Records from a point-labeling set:
** start **
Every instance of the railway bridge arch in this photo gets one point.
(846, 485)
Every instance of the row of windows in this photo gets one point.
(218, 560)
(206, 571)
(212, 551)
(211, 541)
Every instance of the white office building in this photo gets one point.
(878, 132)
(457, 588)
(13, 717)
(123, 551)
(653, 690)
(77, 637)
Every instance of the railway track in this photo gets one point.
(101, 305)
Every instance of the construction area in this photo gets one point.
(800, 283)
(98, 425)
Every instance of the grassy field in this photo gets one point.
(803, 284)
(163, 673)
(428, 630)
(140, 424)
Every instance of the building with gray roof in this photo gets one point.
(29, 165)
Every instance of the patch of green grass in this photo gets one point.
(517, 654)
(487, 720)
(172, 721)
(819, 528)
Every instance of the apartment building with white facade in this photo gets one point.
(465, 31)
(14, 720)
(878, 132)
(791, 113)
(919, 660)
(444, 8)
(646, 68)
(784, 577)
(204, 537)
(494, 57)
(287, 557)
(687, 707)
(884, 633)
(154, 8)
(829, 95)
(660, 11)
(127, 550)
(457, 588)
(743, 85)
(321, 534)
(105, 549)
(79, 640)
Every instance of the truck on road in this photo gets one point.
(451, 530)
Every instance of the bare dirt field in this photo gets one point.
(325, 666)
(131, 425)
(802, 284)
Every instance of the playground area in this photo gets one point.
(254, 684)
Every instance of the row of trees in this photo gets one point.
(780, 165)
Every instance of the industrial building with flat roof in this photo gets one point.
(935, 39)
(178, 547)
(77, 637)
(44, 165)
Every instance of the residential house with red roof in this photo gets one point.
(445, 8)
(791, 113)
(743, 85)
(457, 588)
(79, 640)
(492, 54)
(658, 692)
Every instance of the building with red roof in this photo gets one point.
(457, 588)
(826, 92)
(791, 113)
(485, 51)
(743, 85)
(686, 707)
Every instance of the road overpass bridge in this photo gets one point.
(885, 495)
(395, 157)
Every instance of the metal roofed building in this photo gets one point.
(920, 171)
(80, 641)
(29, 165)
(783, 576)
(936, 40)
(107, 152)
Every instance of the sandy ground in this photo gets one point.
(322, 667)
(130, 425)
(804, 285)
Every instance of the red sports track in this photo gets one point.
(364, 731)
** end **
** start **
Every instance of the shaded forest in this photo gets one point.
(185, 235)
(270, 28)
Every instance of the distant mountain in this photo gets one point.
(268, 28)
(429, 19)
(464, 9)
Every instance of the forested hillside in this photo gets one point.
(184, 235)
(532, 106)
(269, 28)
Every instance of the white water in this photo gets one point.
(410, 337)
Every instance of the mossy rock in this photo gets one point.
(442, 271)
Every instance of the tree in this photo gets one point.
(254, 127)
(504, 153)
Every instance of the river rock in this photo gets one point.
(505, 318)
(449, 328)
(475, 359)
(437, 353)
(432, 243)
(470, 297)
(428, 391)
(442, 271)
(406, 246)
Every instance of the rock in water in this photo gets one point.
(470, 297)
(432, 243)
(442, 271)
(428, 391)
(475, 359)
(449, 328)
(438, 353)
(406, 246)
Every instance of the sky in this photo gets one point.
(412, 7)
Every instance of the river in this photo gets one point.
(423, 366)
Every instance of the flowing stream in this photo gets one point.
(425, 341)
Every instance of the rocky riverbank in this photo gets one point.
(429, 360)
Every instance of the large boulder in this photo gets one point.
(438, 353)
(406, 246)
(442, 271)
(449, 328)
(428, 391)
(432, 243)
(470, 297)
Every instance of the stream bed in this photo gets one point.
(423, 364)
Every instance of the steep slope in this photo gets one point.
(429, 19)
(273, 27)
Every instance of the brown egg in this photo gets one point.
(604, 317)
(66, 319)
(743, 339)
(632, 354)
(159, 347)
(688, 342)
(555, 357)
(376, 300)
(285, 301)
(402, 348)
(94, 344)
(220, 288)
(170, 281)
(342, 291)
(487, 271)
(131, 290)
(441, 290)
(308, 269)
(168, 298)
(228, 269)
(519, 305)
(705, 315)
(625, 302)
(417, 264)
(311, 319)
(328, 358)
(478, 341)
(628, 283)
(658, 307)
** end **
Return every line of the material that contains the string "road", treating uppercase and lowercase as different.

**Reply**
Every instance of the truck on road in this photo gets one point.
Every instance of the road overpass bridge in this photo gets one point.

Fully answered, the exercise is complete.